* Data entries:
──────────────────────────────

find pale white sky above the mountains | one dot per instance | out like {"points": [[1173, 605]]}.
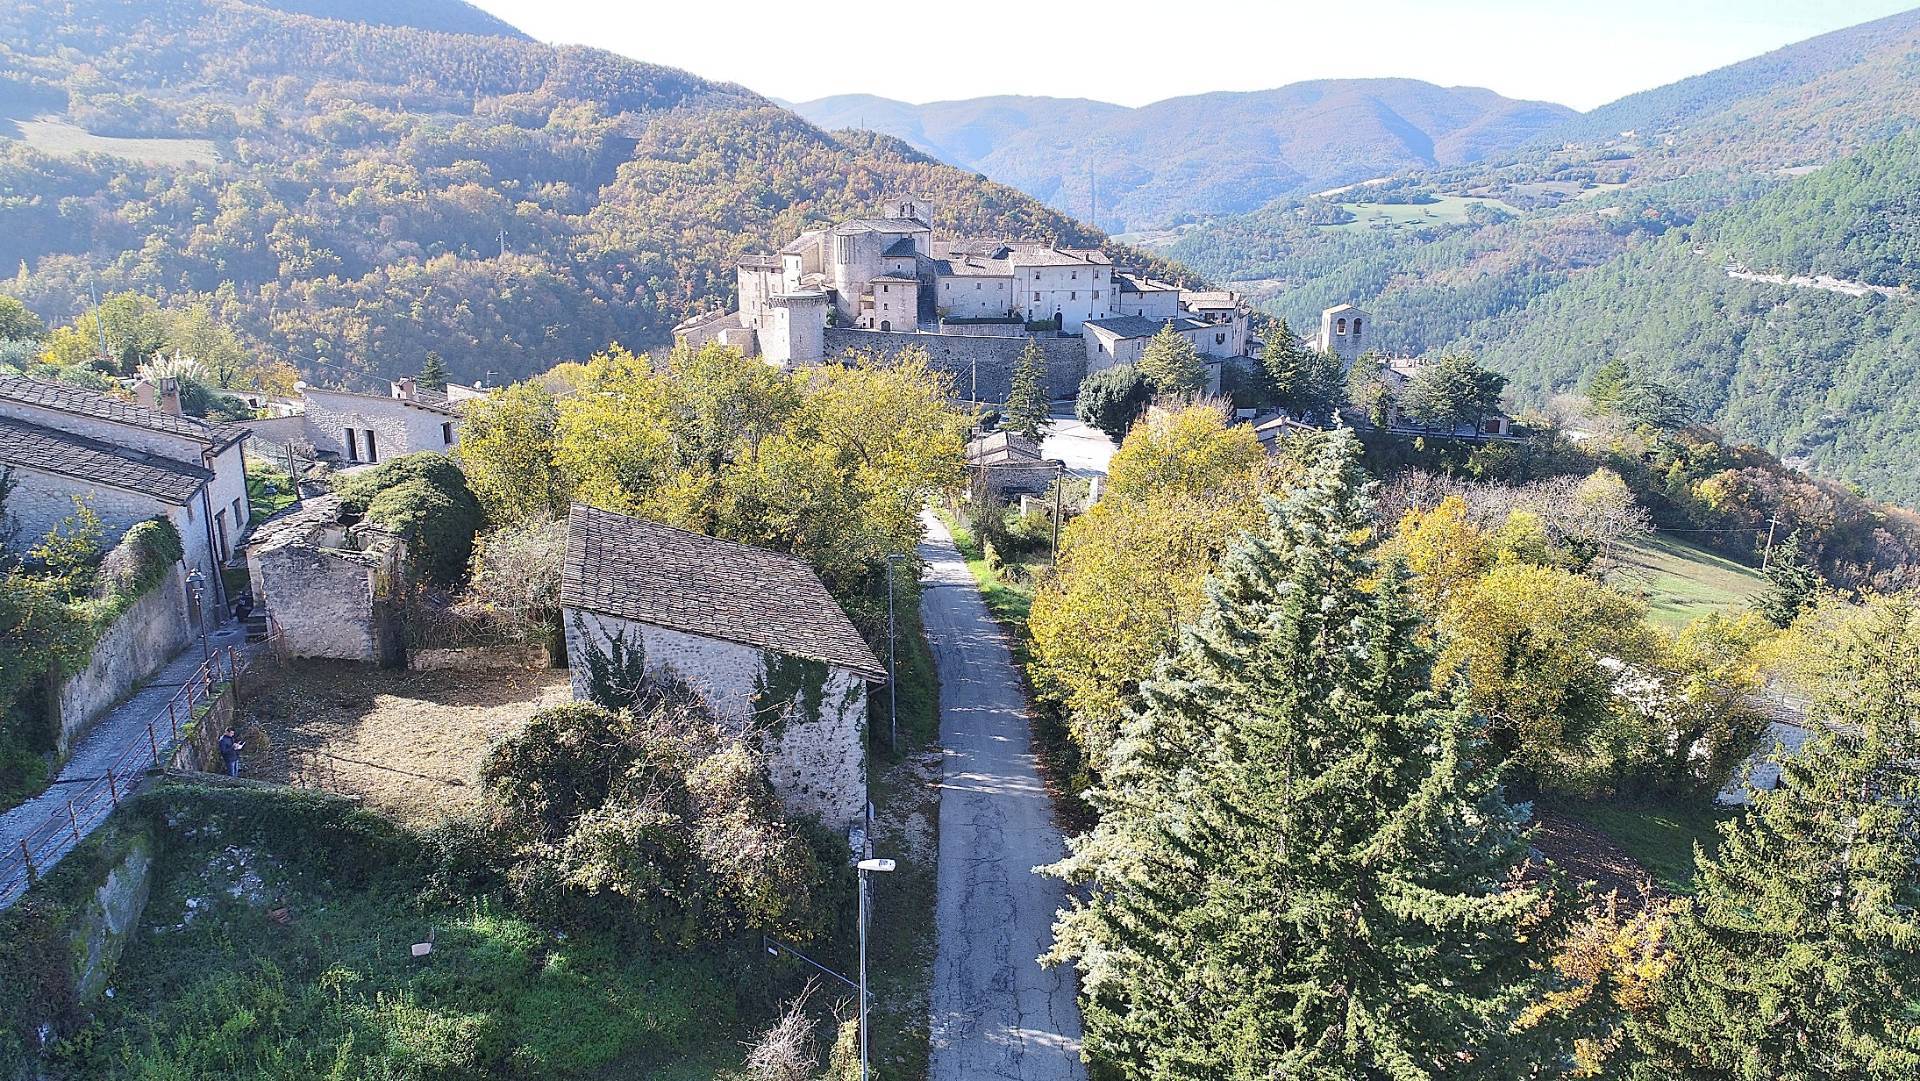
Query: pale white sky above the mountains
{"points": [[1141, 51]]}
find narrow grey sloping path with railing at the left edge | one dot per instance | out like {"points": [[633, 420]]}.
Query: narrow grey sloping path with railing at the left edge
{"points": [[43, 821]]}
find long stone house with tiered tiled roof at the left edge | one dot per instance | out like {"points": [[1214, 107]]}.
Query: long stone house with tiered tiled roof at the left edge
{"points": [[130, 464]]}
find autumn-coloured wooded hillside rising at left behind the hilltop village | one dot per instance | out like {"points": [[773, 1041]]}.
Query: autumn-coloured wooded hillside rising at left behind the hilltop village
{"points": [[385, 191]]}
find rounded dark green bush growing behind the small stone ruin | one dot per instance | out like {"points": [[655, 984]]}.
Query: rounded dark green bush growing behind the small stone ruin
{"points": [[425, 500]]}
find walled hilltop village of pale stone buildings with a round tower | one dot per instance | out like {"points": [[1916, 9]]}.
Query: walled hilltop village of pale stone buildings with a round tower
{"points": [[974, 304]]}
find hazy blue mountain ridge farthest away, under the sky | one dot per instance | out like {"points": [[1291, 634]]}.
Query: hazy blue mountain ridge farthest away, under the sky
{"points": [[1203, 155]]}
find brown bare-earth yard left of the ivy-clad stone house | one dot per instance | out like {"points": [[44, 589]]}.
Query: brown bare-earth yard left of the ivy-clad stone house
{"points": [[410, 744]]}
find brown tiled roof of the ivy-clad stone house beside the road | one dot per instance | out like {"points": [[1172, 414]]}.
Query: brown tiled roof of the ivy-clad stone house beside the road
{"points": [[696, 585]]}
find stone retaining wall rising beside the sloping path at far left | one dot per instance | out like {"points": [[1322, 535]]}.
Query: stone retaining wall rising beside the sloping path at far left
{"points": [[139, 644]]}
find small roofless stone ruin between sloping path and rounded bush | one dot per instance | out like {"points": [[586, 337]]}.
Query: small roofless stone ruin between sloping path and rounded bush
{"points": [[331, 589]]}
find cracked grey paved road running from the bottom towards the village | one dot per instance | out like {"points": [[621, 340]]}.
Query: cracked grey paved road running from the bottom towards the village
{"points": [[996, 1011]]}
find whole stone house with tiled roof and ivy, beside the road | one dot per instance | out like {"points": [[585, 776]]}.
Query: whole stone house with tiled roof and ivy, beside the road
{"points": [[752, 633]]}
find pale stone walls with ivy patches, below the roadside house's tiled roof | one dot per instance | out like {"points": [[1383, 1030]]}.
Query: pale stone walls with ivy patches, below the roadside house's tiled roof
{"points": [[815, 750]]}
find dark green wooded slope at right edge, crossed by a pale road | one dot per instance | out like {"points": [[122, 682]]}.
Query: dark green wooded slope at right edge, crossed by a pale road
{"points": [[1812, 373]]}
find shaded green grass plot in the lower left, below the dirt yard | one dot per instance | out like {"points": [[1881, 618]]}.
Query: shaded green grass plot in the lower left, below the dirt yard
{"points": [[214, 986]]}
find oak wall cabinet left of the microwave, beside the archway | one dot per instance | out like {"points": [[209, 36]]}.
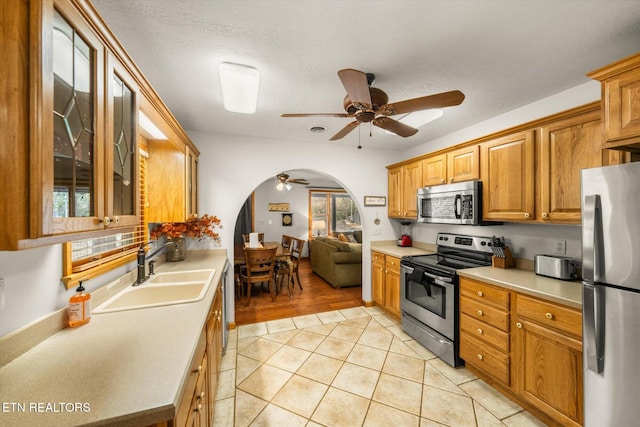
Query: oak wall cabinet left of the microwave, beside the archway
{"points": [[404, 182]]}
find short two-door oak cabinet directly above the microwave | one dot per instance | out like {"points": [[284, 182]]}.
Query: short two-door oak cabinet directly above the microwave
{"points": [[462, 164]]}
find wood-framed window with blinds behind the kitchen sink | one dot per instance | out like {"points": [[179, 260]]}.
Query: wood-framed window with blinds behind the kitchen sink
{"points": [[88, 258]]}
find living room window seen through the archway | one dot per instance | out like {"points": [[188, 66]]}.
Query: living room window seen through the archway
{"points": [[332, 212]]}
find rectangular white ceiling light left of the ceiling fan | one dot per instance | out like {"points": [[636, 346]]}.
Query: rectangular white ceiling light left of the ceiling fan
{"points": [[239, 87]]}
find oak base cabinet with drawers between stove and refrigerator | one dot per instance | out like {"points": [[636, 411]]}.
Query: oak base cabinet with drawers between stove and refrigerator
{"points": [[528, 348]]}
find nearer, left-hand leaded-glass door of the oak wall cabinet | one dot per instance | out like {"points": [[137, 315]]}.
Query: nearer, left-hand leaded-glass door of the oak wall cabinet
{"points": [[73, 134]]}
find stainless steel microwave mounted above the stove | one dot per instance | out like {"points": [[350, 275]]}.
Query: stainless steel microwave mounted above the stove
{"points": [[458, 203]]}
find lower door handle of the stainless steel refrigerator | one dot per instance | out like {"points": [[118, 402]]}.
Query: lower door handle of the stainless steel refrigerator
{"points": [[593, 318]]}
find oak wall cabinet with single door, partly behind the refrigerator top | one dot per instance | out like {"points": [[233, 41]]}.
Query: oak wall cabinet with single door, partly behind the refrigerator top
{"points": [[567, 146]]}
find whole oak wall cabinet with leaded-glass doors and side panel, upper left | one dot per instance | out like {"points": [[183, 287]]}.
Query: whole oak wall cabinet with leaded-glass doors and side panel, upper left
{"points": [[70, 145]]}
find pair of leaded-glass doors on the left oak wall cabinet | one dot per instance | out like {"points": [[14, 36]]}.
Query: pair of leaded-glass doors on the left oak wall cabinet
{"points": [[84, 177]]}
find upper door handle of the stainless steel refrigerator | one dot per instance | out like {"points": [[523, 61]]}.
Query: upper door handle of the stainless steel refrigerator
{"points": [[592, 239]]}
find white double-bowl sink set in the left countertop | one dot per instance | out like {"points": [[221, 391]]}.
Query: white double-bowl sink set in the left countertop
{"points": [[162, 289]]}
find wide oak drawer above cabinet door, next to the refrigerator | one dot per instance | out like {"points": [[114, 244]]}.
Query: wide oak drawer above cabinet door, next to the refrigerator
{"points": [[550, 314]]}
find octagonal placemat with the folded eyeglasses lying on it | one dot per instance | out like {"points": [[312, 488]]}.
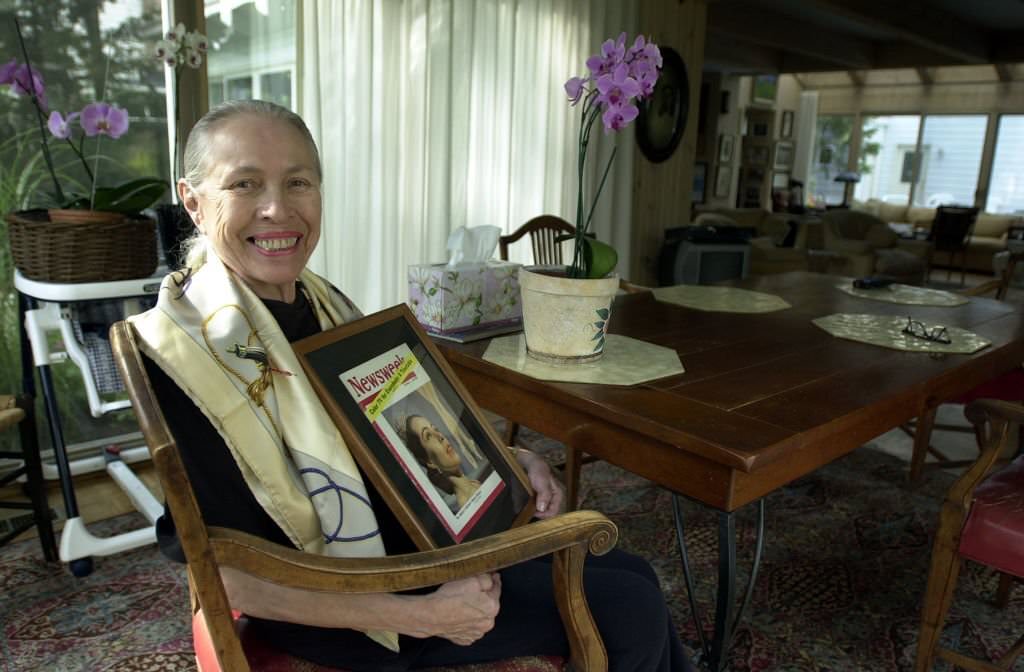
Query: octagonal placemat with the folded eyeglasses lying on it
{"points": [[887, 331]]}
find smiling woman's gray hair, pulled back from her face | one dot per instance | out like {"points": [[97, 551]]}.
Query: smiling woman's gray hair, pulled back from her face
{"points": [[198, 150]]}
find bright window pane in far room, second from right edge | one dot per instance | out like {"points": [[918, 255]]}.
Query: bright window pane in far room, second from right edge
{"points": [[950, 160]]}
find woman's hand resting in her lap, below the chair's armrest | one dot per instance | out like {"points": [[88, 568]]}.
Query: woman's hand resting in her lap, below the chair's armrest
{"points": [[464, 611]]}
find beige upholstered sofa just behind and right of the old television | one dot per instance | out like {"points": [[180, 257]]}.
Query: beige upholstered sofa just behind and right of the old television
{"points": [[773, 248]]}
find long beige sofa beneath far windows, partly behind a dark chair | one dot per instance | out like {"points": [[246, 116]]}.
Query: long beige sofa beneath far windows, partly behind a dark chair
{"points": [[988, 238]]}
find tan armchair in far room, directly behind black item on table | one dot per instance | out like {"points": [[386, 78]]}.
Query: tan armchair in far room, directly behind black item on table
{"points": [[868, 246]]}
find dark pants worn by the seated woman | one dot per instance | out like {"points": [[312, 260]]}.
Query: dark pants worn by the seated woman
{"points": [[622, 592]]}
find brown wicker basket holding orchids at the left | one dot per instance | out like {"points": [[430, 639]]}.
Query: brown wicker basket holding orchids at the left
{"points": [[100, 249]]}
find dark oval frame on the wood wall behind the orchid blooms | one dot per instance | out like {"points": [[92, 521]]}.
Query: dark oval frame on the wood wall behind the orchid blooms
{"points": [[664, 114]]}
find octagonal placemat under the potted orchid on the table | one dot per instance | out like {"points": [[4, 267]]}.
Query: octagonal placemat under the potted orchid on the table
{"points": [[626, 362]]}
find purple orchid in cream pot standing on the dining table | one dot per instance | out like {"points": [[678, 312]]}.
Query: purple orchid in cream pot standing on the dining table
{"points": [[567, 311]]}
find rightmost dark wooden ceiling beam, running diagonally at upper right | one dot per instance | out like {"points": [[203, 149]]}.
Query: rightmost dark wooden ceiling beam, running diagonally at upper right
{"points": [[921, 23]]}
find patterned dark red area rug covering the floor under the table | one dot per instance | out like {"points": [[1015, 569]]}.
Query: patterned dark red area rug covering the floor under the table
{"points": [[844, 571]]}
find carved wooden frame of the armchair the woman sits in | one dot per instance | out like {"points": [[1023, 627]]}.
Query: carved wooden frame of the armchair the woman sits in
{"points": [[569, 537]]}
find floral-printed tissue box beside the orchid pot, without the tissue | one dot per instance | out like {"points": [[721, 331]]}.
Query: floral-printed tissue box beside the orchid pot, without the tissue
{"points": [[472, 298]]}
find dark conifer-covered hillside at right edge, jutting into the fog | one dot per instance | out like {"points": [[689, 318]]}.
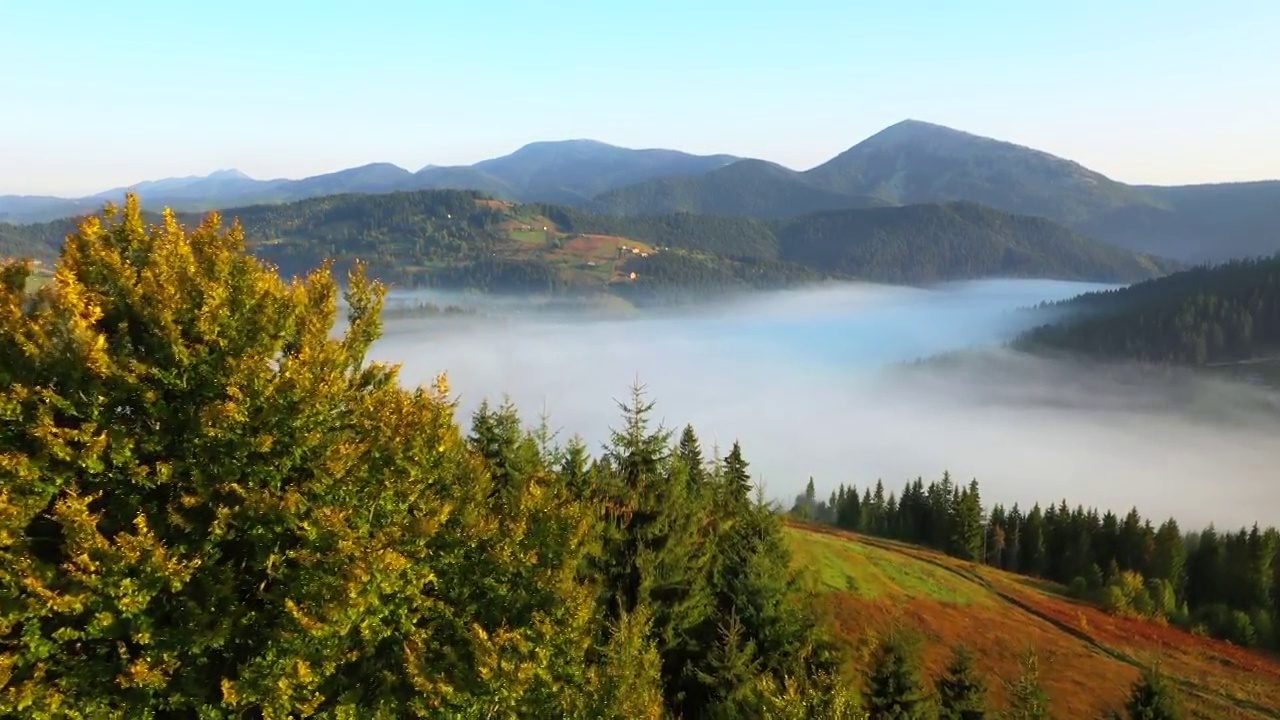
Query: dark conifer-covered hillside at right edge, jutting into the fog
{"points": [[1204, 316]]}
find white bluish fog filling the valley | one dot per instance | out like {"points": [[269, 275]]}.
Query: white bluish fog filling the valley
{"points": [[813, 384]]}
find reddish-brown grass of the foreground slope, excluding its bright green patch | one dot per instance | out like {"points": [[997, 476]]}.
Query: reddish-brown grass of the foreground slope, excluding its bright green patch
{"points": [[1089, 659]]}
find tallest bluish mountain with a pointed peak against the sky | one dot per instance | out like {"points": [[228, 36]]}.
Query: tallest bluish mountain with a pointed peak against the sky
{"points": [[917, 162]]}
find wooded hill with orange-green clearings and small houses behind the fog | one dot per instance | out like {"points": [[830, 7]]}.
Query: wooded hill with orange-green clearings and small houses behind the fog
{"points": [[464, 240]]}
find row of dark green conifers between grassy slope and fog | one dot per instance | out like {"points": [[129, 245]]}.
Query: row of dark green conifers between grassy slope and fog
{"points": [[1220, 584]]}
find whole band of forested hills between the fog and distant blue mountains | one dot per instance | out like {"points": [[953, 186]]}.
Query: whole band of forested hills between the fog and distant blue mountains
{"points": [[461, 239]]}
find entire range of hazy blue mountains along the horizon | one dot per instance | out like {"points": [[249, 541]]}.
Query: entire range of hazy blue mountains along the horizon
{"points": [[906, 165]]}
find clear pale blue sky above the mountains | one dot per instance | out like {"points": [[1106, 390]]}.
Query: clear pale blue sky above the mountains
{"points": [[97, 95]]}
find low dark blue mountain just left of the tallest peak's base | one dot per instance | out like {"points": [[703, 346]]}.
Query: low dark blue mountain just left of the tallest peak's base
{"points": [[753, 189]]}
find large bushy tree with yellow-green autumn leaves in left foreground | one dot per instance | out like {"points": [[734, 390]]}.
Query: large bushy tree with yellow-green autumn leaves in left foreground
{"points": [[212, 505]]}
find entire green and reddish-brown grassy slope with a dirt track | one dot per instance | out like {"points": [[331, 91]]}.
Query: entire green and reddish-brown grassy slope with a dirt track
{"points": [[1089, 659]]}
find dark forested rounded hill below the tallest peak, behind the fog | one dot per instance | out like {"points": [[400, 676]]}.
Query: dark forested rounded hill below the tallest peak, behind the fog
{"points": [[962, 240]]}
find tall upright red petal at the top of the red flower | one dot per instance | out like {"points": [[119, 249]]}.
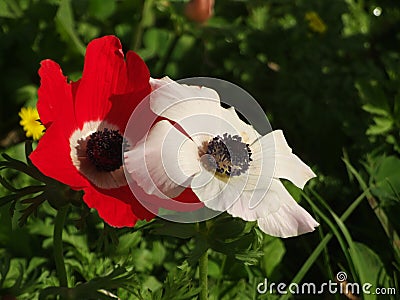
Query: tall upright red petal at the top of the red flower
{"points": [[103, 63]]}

──────────────────────────────

Would you output the lines above from the line holding "find dark conifer-covered" up to and including the line holding "find low dark", exactly and only those, with no pictures?

* OUTPUT FOR THIS TASK:
find dark conifer-covered hillside at right edge, jutting into the fog | one dot per instance | out like {"points": [[689, 318]]}.
Query: dark conifer-covered hillside at right edge, jutting into the fog
{"points": [[1204, 316]]}
find white bluish fog filling the valley | one dot per instance | out like {"points": [[269, 275]]}.
Query: white bluish fog filling the valley
{"points": [[813, 384]]}
find reddish-brown grass of the foreground slope, excluding its bright green patch | one dot per instance | out like {"points": [[997, 476]]}.
Query: reddish-brown grass of the foreground slope, excluding its bright green patch
{"points": [[1089, 659]]}
find tallest bluish mountain with a pointed peak against the sky | one dot per instance | out like {"points": [[228, 36]]}.
Query: tallest bluish mountain with a pointed peak against the sky
{"points": [[917, 162]]}
find wooded hill with orange-green clearings and small houses behind the fog | one dot per instance | out like {"points": [[830, 7]]}.
Query: wooded hill with orange-green clearings and small houses behind the fog
{"points": [[464, 240]]}
find row of dark green conifers between grassy slope and fog | one dot per instance | out like {"points": [[129, 245]]}.
Query: row of dark green conifers between grassy slope and fog
{"points": [[1220, 584]]}
find whole band of forested hills between the fog and distant blue mountains | one dot per instance | out like {"points": [[953, 186]]}.
Query: whole band of forested hills between the fog and distant blue mountains
{"points": [[461, 239]]}
find entire range of hazy blue mountains along the horizon | one dot per instance | out like {"points": [[249, 541]]}.
Query: entire range of hazy blue mountains along the horizon
{"points": [[906, 165]]}
find clear pale blue sky above the mountains | one dot per instance | out like {"points": [[1106, 390]]}.
Query: clear pale blue sky above the mountains
{"points": [[97, 95]]}
find low dark blue mountain just left of the tallest peak's base | one dot per instance | out like {"points": [[703, 346]]}.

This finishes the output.